#### Do this
Print the listing below verbatim, every line in its original order.

Dataset excerpt
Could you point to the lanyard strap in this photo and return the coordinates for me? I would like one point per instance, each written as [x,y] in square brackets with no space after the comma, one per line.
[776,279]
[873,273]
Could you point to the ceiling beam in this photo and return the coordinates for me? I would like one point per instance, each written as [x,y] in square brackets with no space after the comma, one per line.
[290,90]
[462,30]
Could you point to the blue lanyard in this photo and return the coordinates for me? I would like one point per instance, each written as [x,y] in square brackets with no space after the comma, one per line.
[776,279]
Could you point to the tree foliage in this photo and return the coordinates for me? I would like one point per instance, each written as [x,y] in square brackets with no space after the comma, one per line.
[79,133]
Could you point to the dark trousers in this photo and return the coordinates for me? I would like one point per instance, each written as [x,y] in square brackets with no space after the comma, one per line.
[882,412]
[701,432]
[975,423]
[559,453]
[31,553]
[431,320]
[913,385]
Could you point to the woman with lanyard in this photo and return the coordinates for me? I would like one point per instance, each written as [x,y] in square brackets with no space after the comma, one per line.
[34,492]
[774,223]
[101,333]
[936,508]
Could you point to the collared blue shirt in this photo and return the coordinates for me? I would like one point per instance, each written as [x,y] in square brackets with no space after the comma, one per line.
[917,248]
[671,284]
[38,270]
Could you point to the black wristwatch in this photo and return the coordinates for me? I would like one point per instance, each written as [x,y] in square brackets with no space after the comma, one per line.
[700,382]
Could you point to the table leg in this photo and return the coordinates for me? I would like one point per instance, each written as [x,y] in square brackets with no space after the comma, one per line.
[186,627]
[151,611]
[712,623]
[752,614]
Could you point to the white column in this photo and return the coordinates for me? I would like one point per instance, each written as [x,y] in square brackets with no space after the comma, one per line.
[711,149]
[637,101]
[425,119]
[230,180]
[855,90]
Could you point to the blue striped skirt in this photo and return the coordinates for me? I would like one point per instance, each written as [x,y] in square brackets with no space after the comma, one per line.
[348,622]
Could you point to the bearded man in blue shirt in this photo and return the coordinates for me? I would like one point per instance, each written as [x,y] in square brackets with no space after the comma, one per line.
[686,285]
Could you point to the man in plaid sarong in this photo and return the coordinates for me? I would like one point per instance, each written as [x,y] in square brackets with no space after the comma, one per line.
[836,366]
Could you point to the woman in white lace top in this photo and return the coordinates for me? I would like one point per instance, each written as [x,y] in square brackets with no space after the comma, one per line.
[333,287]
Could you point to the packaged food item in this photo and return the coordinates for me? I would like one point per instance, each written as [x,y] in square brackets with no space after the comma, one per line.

#### Reply to the task
Could you point to the lanyard strap in this photo and return the coordinates for me? I would like one point per instance, each written as [x,y] in square brackets with no space after the comma, one per line.
[776,279]
[873,273]
Could you point to the ceiling beam in this photo and return the coordinates for me? I would like one point per instance, each written as [x,y] in square brackets with no space after the comma, one per line.
[290,90]
[462,30]
Could you point to the blue lanyard in this photo and return the coordinates for me? I would like one point per instance, each written as [x,y] in square brackets with no space after the comma, one per line.
[776,279]
Could you point to the tree foliage in this photo and return the coordinates for me? I would like one point per instance, each written as [x,y] in square brackets with no space after the comma, one per line.
[79,133]
Could you point to the dark trousers in this photo and return the coordinates for me? I would like one point per instance, each written as [x,y] in square brackets with no space after the comma, one per line.
[882,412]
[701,432]
[975,423]
[559,453]
[31,553]
[431,320]
[913,385]
Could you point to the woman with lanyard in this photo and return the coordinates for me? I would like one point per instance, each written as [x,y] in square brackets with no space after the comma, one per line.
[34,492]
[774,223]
[101,333]
[936,508]
Could you point to the collared blue shirt in this photo and return the coordinates for me? I would like one point per instance, each written as [x,y] in square brackets with no space after the comma, one per line.
[917,248]
[671,284]
[38,270]
Could you point to the black wristwatch in this photo and return the coordinates for me? I would like one point per instance, each written as [x,y] in square brackets with no space after the comma, one per line.
[700,382]
Could you point to the table leg in this photo and return the coordinates for me? I would like one point per instance, each written as [x,y] in square brackets with no space after the comma, one per line.
[186,627]
[151,611]
[712,623]
[752,614]
Could you point to the white column in this photo and return the coordinates for me? I would like one point per instance, each written as [x,y] in square brackets with no space after the comma, one per line.
[711,149]
[637,101]
[425,119]
[230,180]
[855,90]
Could you point to the blue striped skirt in this photo and return the coordinates for me? I would like one point per instance, each written as [x,y] in square brackets with no space after the comma, one per line.
[348,622]
Could you point to the bearded man in blue shirt in this photo and return the coordinates for me? I would like one point per instance, each written as [x,y] in square brackets with no space after the comma, one per line.
[686,285]
Could you point to the man in plaid sarong in this photo and return the coordinates for me? I would like one point per instance, each written as [x,y] in square brackets with no space after the comma, one per line.
[836,366]
Could you point to the woman in white lace top in this photo and return the coordinates for me? I would like one point per instance, each written as [x,y] in square brackets with no space after the comma, one per line.
[333,287]
Could you point to the packaged food item in this photo and return the coordinates for me? I would like one point per instance, each written as [x,y] in square brackets with no space after the comma, one per line.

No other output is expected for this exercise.